● YOUR TASK
Answer these questions from the ignition device inspection text below:
1. Which Japanese patent application is this one based on, and on what date was it filed?
2. What part does the inspection housing lack?
3. Besides holding the ignition plug and coil, what does the ignition device housing function as?

● TEXT PASSAGE
━━━━━━━━━━━━━━━━━━━━━━━━━━━━━━
Method for inspecting ignition device for internal combustion engine and inspection device

Abstract

An inspection object constructed of an ignition plug and an ignition coil is inserted in an inspection housing that does not have a ground electrode. A voltage generated in the ignition coil is measured while the inspection object is housed in the inspection housing. Electrical discharge does not occur because the ground electrode is not provided. Therefore, the voltage generated in the ignition coil is properly measured for quality inspection of the ignition coil.

Description

CROSS REFERENCE TO RELATED APPLICATION

This application is based on and incorporates herein by reference Japanese Patent Application No. 2002-231295 filed on Aug. 8, 2002.

FIELD OF THE INVENTION

The present invention relates to a method for inspecting an ignition device for an internal combustion engine and an inspection device for the same.

BACKGROUND OF THE INVENTION

Internal combustion engine ignition devices having an ignition plug and an ignition coil that are integrated with each other are proposed in various kinds. For quality inspection of the ignition coil, a voltage generated in the ignition coil is measured. An electrical discharge from the ignition plug must be prevented during the voltage measurement. However, the ignition plug in complete products cannot be prevented from the electrical discharge. As a result, the quality inspection of the ignition coils cannot be properly performed.

SUMMARY OF THE INVENTION

The present invention therefore has an objective to provide a method for quality inspection of an ignition coil that is integrated with an ignition plug and used in an internal combustion engine ignition device. The present invention has another objective to provide an inspection device that enables the quality inspection using the method.

A method of the present invention is provided for inspecting the ignition device with the use of a cylindrical inspection housing. The ignition plug and the ignition coil are housed by a cylindrical ignition device housing that functions as an outer peripheral core of the ignition coil. A ground electrode of the ignition plug is fixed to the housing. The inspection housing does not include the ground electrode. The inspection housing also functions as the outer peripheral core.

The inspection housing having no ground electrode is used for measuring the voltage generated in the ignition coil for quality inspection. Since the housing does not include the ground electrode, no discharge occurs between the ignition plug and the inspection housing. As a result, the voltage is properly measured and the quality of the ignition plug is appropriately determined.
━━━━━━━━━━━━━━━━━━━━━━━━━━━━━━
● DATASET ENTRIES
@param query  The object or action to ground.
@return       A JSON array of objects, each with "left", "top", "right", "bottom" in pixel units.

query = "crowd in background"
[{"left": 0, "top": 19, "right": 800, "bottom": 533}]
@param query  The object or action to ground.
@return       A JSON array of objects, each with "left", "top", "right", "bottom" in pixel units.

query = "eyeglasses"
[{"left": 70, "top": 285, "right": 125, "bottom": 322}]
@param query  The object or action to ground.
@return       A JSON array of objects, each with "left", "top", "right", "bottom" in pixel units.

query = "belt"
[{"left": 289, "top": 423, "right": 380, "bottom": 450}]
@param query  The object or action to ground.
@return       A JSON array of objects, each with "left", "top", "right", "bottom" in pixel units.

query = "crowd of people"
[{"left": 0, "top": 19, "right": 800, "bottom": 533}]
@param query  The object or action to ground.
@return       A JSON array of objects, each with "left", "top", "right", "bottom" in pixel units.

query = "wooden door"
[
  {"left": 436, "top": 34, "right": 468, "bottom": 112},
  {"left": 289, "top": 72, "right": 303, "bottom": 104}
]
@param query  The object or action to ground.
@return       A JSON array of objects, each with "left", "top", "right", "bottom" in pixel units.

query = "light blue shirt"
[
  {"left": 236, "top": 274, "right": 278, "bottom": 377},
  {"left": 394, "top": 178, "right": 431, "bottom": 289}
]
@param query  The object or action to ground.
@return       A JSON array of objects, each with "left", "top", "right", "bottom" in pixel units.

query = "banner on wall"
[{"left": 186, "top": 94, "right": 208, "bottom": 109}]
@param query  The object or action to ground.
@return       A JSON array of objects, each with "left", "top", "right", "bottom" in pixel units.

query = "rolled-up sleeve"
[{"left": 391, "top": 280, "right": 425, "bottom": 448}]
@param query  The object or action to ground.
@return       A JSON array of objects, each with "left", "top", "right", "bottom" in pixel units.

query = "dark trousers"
━━━━━━━━━━━━━━━━━━━━━━━━━━━━━━
● TASK SOLUTION
1. Japanese Patent Application No. 2002-231295, filed on Aug. 8, 2002.
2. A ground electrode.
3. The outer peripheral core of the ignition coil.